Copy every line of the data below word for word, leaving nothing out.

— Start —

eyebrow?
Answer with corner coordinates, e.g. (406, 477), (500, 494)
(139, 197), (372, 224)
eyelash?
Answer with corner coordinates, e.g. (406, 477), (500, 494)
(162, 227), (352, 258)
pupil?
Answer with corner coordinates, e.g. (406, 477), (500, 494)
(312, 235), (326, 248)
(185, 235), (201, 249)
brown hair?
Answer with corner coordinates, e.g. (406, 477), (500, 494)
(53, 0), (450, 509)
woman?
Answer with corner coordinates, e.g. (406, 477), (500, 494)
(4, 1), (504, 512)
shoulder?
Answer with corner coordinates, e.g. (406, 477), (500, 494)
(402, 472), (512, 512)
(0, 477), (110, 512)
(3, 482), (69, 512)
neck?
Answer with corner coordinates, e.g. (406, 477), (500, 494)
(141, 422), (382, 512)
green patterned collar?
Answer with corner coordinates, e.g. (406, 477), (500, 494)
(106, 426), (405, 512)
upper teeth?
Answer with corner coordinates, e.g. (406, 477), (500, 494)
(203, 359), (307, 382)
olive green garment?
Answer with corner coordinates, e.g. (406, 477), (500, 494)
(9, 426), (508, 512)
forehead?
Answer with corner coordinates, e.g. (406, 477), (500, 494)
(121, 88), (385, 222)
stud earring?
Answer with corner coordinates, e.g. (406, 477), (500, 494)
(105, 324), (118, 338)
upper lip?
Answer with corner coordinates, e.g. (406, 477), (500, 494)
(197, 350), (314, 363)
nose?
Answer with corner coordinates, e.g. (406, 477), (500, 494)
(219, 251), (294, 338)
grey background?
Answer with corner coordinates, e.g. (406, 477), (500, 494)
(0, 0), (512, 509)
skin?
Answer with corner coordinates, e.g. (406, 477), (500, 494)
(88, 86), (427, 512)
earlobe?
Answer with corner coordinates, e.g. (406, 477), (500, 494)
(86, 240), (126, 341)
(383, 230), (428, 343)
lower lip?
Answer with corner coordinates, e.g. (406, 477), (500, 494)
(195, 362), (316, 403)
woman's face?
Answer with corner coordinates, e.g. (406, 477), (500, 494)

— End —

Written response:
eyebrow?
Answer with corner coordinates, e.g. (406, 477), (500, 494)
(139, 197), (372, 224)
eyelash?
Answer with corner coordinates, e.g. (406, 477), (500, 494)
(162, 227), (352, 258)
pupil?
Answer with corner coordinates, e.g. (406, 477), (500, 494)
(312, 235), (326, 248)
(185, 235), (201, 249)
brown hair?
Answer with corner coordinates, e.g. (406, 477), (500, 494)
(53, 0), (450, 509)
woman?
Answer with corner coordinates, e.g. (406, 477), (500, 494)
(4, 1), (504, 512)
shoulder?
Answer with corner coordinates, e.g. (406, 477), (500, 494)
(402, 472), (512, 512)
(0, 477), (110, 512)
(3, 482), (69, 512)
neck?
Answer with corner coordinates, e.g. (406, 477), (500, 494)
(141, 422), (382, 512)
green patterned collar?
Answer with corner coordinates, e.g. (406, 477), (500, 494)
(106, 426), (405, 512)
upper teeth?
Answer with corner coordinates, e.g. (406, 477), (500, 494)
(203, 359), (307, 382)
olive green garment?
Answer with corner coordinates, e.g. (406, 477), (500, 494)
(9, 426), (508, 512)
forehead?
Answer with corner coordinates, e.g. (406, 477), (500, 494)
(121, 88), (385, 222)
stud earring?
Answer with corner coordinates, e.g. (406, 477), (500, 494)
(105, 324), (118, 338)
upper lip?
Answer with corner coordinates, e.g. (406, 477), (500, 494)
(197, 350), (314, 363)
nose?
Answer with corner coordinates, e.g. (406, 477), (500, 494)
(219, 251), (294, 338)
grey background?
Answer with corner coordinates, e.g. (406, 477), (500, 494)
(0, 0), (512, 509)
skin?
Answer with corner coordinates, e.g. (406, 477), (500, 494)
(88, 86), (427, 512)
earlobe?
Answer with corner coordinates, e.g. (406, 477), (500, 494)
(86, 240), (126, 341)
(383, 230), (428, 343)
lower lip?
Answer with corner coordinates, e.g. (406, 477), (500, 494)
(195, 362), (316, 403)
woman's face?
Answer with corner coordinates, e.g. (406, 477), (500, 494)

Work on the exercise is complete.